**Objective**: Find the line that contains "For each instance of the bare"; then retype it and each line after it, exactly, through the final line of the data below.

**Information provided**:

· · ·

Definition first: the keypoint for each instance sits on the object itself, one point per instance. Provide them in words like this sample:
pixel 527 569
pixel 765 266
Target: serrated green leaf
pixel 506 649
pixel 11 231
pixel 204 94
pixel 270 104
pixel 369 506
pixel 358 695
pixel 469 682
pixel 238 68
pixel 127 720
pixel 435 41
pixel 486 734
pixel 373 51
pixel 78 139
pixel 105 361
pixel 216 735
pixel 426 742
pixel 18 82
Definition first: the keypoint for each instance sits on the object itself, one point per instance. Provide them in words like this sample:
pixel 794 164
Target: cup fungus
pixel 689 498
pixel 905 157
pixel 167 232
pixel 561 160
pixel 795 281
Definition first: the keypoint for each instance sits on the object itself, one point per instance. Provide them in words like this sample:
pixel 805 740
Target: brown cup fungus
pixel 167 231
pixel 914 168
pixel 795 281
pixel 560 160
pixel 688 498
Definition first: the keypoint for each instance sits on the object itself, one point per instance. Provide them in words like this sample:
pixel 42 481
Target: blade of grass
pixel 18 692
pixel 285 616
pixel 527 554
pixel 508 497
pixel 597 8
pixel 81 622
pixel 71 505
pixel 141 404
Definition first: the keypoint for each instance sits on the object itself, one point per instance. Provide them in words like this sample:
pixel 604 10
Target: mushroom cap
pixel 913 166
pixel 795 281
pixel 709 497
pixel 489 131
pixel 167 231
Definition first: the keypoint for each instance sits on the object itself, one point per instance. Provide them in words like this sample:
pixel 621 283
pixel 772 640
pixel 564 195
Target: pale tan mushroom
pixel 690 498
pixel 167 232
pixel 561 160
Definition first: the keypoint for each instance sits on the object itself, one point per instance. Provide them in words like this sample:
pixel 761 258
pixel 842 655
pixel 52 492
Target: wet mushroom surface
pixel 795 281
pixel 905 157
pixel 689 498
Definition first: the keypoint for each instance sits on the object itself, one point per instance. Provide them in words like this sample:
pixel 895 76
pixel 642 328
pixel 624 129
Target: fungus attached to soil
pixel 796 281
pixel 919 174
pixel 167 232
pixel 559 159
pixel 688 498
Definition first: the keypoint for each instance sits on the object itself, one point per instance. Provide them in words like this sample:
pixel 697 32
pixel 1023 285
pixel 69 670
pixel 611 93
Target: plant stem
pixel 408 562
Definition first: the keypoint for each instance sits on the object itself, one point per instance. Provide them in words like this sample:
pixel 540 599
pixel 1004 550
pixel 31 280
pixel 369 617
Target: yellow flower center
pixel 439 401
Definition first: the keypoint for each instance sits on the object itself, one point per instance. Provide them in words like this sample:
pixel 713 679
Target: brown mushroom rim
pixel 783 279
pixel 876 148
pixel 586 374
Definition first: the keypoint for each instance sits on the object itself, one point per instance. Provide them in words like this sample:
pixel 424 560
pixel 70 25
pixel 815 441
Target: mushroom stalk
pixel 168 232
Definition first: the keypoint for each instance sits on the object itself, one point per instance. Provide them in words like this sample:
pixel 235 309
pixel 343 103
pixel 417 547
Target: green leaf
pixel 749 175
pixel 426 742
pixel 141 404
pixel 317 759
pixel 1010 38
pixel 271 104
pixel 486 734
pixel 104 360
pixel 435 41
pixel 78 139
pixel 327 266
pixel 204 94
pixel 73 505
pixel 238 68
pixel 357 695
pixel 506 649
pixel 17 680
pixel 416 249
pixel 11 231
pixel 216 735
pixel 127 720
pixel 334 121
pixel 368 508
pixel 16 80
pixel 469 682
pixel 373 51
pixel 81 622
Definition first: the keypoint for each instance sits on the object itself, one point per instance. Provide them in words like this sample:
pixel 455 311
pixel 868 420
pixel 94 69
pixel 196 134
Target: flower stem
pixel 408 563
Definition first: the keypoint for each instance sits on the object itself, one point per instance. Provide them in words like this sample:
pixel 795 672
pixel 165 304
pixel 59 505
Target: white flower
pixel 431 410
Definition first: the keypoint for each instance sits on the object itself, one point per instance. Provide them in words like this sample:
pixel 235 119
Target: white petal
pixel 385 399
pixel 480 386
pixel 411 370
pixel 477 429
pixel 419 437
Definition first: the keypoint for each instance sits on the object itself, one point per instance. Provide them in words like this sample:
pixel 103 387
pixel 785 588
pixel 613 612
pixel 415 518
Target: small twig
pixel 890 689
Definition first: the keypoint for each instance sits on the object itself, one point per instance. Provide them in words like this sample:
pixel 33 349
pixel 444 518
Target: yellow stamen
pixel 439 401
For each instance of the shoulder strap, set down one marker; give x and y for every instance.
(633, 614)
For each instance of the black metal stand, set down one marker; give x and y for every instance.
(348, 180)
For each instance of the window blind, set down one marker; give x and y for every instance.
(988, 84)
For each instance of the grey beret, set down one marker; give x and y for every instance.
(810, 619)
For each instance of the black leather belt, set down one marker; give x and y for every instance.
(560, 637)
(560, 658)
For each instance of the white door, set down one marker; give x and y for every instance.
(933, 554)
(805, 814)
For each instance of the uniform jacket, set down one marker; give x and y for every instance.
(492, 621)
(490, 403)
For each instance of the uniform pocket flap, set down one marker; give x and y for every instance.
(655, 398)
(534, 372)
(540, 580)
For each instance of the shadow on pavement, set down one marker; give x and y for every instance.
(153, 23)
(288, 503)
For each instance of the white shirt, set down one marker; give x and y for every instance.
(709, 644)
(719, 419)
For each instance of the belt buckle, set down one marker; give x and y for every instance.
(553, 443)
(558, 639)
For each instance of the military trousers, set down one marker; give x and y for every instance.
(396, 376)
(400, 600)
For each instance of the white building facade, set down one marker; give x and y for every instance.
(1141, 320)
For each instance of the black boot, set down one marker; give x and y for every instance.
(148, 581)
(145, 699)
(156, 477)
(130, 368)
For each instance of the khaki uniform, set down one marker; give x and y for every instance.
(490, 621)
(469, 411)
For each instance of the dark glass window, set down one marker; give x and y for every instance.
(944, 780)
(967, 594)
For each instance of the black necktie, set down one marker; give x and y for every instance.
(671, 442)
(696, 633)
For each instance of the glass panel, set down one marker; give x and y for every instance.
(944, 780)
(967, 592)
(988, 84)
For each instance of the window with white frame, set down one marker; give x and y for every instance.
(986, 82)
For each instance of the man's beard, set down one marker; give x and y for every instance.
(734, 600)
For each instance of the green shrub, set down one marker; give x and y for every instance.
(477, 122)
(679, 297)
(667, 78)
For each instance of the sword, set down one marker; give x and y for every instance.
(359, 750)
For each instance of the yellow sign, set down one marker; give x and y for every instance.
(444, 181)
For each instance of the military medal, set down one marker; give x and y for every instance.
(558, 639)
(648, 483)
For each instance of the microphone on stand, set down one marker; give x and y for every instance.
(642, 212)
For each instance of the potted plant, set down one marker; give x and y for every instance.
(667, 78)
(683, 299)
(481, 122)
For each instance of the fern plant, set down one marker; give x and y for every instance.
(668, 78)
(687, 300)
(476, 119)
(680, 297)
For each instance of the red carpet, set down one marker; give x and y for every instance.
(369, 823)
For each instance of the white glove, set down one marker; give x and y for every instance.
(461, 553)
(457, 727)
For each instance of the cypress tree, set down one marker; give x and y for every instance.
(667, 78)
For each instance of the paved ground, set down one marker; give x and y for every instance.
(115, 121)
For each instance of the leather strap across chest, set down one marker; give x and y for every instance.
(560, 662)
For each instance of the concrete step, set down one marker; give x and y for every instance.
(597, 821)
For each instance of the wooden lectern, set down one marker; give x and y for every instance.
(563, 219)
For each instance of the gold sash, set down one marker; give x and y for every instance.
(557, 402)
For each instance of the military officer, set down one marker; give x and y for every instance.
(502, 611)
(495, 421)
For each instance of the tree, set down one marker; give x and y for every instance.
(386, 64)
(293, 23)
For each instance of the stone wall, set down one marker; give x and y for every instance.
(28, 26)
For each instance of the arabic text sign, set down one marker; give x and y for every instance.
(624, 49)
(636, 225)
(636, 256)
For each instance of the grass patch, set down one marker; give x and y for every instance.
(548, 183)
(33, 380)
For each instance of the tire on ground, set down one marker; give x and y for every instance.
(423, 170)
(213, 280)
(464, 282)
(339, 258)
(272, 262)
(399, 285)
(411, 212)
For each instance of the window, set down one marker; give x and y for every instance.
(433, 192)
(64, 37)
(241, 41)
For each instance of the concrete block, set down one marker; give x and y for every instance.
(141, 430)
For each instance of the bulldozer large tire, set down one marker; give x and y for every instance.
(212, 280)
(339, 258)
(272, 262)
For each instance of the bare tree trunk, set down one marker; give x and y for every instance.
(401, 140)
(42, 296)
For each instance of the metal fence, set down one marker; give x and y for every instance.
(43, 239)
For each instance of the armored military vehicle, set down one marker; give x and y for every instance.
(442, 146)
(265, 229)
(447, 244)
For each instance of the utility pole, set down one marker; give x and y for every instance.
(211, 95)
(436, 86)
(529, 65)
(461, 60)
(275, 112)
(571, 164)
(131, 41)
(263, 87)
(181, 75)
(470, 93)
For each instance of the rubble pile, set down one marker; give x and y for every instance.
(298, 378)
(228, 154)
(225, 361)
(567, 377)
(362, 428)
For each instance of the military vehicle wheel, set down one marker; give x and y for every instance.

· · ·

**The completed task**:
For each instance of the bare tree trunk, set down one marker; give x and y for every instance.
(401, 140)
(42, 296)
For each instance of the metal fence, set down one marker; give x and y for every instance.
(43, 239)
For each instance of the armored military vehicle, set down one marker; give x and y for every instance.
(442, 146)
(265, 229)
(447, 244)
For each instance of the utility pole, set down one marker; give x and y for every instance.
(211, 95)
(436, 86)
(529, 65)
(461, 60)
(275, 112)
(571, 164)
(131, 41)
(263, 87)
(181, 75)
(470, 93)
For each instance of the rubble pile, set down one marker; give x and y for every instance.
(298, 378)
(228, 154)
(225, 361)
(567, 377)
(362, 428)
For each instance of the military vehicle wheel, set down one marker; give x and y for every instance.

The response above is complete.